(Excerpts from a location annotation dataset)
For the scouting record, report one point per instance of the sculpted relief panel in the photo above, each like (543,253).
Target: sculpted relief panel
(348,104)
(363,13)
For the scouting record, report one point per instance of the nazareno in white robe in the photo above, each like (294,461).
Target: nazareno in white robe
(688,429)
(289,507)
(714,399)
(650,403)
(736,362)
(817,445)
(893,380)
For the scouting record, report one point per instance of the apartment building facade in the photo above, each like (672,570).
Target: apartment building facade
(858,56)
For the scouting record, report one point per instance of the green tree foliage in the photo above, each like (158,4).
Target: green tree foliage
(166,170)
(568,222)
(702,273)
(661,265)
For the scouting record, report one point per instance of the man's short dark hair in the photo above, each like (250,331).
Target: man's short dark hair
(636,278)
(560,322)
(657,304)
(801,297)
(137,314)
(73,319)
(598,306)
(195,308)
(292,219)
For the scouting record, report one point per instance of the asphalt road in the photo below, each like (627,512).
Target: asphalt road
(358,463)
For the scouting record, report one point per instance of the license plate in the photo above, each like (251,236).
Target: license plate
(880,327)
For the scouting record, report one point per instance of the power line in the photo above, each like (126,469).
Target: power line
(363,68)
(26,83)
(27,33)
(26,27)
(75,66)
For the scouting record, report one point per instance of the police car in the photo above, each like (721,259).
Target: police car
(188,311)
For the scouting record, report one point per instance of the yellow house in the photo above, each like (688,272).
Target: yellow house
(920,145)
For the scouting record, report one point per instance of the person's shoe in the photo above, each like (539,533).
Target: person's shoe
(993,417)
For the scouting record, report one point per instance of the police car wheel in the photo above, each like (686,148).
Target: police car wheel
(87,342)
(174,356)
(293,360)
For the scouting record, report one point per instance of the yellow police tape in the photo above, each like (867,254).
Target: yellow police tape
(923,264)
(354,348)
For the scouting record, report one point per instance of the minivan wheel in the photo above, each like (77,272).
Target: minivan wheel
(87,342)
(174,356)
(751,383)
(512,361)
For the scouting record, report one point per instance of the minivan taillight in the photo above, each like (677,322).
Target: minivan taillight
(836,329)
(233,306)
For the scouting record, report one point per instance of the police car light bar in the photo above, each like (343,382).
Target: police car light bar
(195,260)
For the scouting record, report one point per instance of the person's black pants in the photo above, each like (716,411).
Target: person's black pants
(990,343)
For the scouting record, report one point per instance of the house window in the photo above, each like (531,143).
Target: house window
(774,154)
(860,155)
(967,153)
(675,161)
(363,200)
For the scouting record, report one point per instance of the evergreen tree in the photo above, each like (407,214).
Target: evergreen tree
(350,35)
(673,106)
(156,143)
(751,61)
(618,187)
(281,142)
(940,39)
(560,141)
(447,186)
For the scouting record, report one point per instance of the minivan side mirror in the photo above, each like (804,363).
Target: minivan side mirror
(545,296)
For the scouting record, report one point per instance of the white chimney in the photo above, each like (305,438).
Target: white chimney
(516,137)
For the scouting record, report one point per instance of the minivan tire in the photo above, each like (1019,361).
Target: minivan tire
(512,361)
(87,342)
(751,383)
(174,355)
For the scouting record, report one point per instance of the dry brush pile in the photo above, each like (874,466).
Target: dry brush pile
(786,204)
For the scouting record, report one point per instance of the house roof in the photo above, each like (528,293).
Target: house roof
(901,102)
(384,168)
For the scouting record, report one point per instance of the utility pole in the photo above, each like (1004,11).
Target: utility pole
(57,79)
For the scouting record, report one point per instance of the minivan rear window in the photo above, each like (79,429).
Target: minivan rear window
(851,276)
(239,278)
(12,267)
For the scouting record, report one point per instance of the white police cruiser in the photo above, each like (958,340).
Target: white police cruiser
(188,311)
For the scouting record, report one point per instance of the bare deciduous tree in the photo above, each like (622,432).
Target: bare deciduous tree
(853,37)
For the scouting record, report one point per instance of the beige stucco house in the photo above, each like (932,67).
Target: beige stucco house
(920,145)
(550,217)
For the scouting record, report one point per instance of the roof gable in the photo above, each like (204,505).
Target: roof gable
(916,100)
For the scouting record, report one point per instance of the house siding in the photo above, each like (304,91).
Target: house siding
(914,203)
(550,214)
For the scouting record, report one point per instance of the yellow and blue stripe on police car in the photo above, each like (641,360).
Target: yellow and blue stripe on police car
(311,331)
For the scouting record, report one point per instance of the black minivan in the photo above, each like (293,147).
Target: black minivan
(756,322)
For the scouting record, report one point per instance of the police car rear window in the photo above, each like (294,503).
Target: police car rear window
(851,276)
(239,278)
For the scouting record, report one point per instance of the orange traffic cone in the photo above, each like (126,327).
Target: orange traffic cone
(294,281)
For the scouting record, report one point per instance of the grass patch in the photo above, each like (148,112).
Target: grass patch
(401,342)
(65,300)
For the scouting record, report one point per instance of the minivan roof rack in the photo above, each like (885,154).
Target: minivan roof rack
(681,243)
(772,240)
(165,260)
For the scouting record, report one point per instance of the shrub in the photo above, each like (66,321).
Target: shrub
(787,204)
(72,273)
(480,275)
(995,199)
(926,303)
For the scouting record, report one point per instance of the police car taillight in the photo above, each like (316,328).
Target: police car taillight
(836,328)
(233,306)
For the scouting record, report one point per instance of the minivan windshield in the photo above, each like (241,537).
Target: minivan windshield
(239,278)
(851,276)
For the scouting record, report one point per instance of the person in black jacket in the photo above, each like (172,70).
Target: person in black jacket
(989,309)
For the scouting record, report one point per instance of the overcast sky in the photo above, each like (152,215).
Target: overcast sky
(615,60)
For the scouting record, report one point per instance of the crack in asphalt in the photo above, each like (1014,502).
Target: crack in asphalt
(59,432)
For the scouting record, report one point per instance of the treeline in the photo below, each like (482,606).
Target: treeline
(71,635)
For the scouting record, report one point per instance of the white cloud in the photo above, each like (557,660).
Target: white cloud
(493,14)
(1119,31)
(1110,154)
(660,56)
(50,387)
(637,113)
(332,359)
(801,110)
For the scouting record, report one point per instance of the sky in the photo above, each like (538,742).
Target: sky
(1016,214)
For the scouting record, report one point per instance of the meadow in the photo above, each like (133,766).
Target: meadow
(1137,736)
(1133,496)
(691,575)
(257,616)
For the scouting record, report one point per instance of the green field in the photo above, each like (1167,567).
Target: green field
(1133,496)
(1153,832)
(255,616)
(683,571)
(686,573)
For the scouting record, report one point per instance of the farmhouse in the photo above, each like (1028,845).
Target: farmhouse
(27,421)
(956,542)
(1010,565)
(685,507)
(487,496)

JOB
Give the lines of the listing above as a numbered list, leaving out any blank lines.

TASK ANSWER
1. For the scouting record, report one point per instance of the sculpted relief panel in the photo above, each like (543,253).
2. Target: sculpted relief panel
3. (348,104)
4. (363,13)
5. For the scouting record, report one point per instance of the nazareno in white robe in the photo above, each like (294,461).
6. Target: nazareno in white robe
7. (688,429)
8. (289,507)
9. (714,399)
10. (650,403)
11. (736,362)
12. (817,445)
13. (893,380)
14. For the scouting record, report one point per instance of the apartment building facade in the photo above, each like (672,570).
15. Target: apartment building facade
16. (858,56)
17. For the scouting record, report one point per instance of the green tree foliage in the photo above, each like (158,4).
18. Target: green tree foliage
19. (166,170)
20. (568,222)
21. (702,273)
22. (661,265)
23. For the scouting record, report one point per instance of the man's short dark hair in the photo above, each like (250,331).
24. Target: man's short dark hair
25. (636,278)
26. (560,322)
27. (657,304)
28. (801,297)
29. (137,314)
30. (73,319)
31. (598,306)
32. (195,308)
33. (292,219)
34. For the scouting record, report one point per instance of the asphalt road in the photo below, each like (627,512).
35. Target: asphalt road
36. (358,463)
37. For the scouting record, report one point per instance of the license plate in the photo above, each like (251,236).
38. Target: license plate
39. (880,327)
40. For the scouting record, report one point per instance of the power line in the photo above, each like (126,469).
41. Target: power line
42. (363,68)
43. (26,83)
44. (27,33)
45. (26,27)
46. (75,66)
47. For the scouting record, report one point per instance of the police car in the photo above, each like (721,259).
48. Target: police car
49. (188,311)
50. For the scouting record, report one point per instance of the yellow house in the photo above, each like (688,272).
51. Target: yellow house
52. (920,145)
53. For the scouting record, report one point per instance of the person's shoe in the photo above, each like (539,533).
54. Target: person's shoe
55. (993,417)
56. For the scouting record, report one point per instance of the police car wheel in the photo above, each like (686,148).
57. Target: police car wheel
58. (87,342)
59. (174,356)
60. (293,360)
61. For the scouting record, report one point per instance of the yellow police tape in the photo above, each like (867,254).
62. Target: yellow police tape
63. (923,264)
64. (354,348)
65. For the scouting record, report one point per instance of the minivan wheel in the photo above, each like (77,272).
66. Target: minivan wheel
67. (87,342)
68. (174,356)
69. (751,383)
70. (512,361)
71. For the scouting record, report one point per instance of the minivan taillight in the photo above, each like (677,322).
72. Target: minivan taillight
73. (836,329)
74. (233,306)
75. For the scouting record, report one point per instance of the police car light bar in the photo above, each like (343,382).
76. Target: police car light bar
77. (195,260)
78. For the scouting record, report one point per instance of the person's black pants in the photo above, each like (716,411).
79. Target: person's black pants
80. (990,343)
81. For the scouting record, report one point per instance of the house window in the photo above, each like (531,143).
82. Target: house window
83. (774,154)
84. (860,155)
85. (967,153)
86. (675,161)
87. (363,200)
88. For the scouting record, report one point per instance of the evergreen tree in the photo above, each like (407,214).
89. Target: evergreen tree
90. (350,35)
91. (673,106)
92. (156,143)
93. (751,61)
94. (618,187)
95. (281,142)
96. (940,39)
97. (560,141)
98. (447,186)
99. For the scouting record, report one point per instance of the minivan side mirror in the photo above, each like (804,363).
100. Target: minivan side mirror
101. (545,296)
102. For the scouting record, report one point per instance of the white chimney in the photo above, each like (305,438).
103. Target: white chimney
104. (516,137)
105. For the scouting record, report one point per instance of the minivan tire in the photo above, each like (1019,361).
106. Target: minivan tire
107. (512,361)
108. (87,342)
109. (751,383)
110. (174,355)
111. For the scouting record, report one point per instance of the dry brush pile in the photo above, each like (874,466).
112. Target: dry brush pile
113. (786,204)
114. For the scouting record, report one point per instance of the house roof in the photo above, each like (528,293).
115. Target: house roof
116. (901,102)
117. (384,168)
118. For the scouting record, report one point per instance of the utility pole in the photo above, each like (1004,11).
119. Target: utility pole
120. (57,79)
121. For the scouting record, report one point per instance of the minivan rear window in the photo above, each like (79,429).
122. Target: minivan rear window
123. (851,276)
124. (239,278)
125. (12,267)
126. For the scouting record, report one point per instance of the white police cruiser in the photo above, each like (958,340).
127. Target: white police cruiser
128. (188,311)
129. For the scouting record, report one point per instance of the bare deciduous tree in the photo above, each like (622,432).
130. Target: bare deciduous tree
131. (853,37)
132. For the scouting record, report one point per instance of the beige stucco house in the photo above, each like (932,67).
133. Target: beige stucco house
134. (920,145)
135. (550,217)
136. For the scouting record, report one point per instance of the roof gable in the photo above, each like (204,505).
137. Target: roof gable
138. (916,100)
139. For the scouting record, report one point per instance of the house siding in the photo above, each like (304,91).
140. Target: house siding
141. (914,203)
142. (550,214)
143. For the scouting record, report one point per instance of the yellow and blue stripe on police car in the photo above, each like (641,360).
144. Target: yellow and blue stripe on police car
145. (311,331)
146. For the scouting record, report one point per instance of the black minivan in the photo above, each like (293,147).
147. Target: black minivan
148. (756,322)
149. For the scouting record, report one point per instance of the police car rear window in the photo above, each like (294,503).
150. Target: police car rear window
151. (851,276)
152. (239,278)
153. For the scouting record, report one point per instance of the orange traffic cone in the photo above, each like (126,327).
154. Target: orange traffic cone
155. (294,281)
156. For the scouting record, report one point per instance of the grass patch in the photo above, each like (148,112).
157. Target: grass patch
158. (401,342)
159. (65,300)
160. For the scouting record, report one point per instance of the minivan roof rack in the photo above, each like (885,154).
161. Target: minivan roof rack
162. (681,243)
163. (772,240)
164. (165,260)
165. For the scouting record, report one point per instance of the shrub in the photo above, each like (66,321).
166. Target: shrub
167. (787,204)
168. (72,273)
169. (480,275)
170. (995,199)
171. (926,303)
172. For the scouting record, report one point per instance of the police car taillight in the photo above, each like (316,328).
173. Target: police car taillight
174. (836,328)
175. (233,306)
176. For the scouting record, report one point per instance of the minivan windshield in the photo above, each like (241,537).
177. Target: minivan windshield
178. (239,278)
179. (851,276)
180. For the scouting record, report one point per instance of the person in black jacket in the photo above, each like (172,70).
181. Target: person in black jacket
182. (989,309)
183. For the scouting record, report one point per instance of the overcast sky in the photo above, each like (152,215).
184. Target: overcast sky
185. (615,60)
186. For the scouting record, report one point per instance of the crack in asphalt in the photo above, each like (1014,502).
187. Target: crack in asphalt
188. (59,432)
189. For the scouting record, report one point per instance of the treeline in the photo below, each like (482,606).
190. Target: treeline
191. (71,635)
192. For the scouting record, report one point per instance of the white cloud in the photo above, each like (557,660).
193. Target: white cloud
194. (493,14)
195. (1119,31)
196. (1110,154)
197. (660,56)
198. (50,387)
199. (637,113)
200. (332,359)
201. (801,110)
202. For the scouting record, report one point per instance of the sky in the photo above, each like (538,742).
203. Target: sky
204. (1016,214)
205. For the scouting record, report one point per instance of the meadow in the photo above, each like (133,766).
206. Target: meadow
207. (1137,736)
208. (1133,496)
209. (691,575)
210. (257,616)
211. For the scouting record, report one point per instance of the green field in the photo above, each like (1167,567).
212. Target: green field
213. (1133,496)
214. (1153,832)
215. (255,616)
216. (683,571)
217. (686,573)
218. For the scouting record, report one point per instance of the farmhouse in the photo above, each like (1028,845).
219. Target: farmhouse
220. (27,421)
221. (956,542)
222. (1010,565)
223. (685,507)
224. (487,496)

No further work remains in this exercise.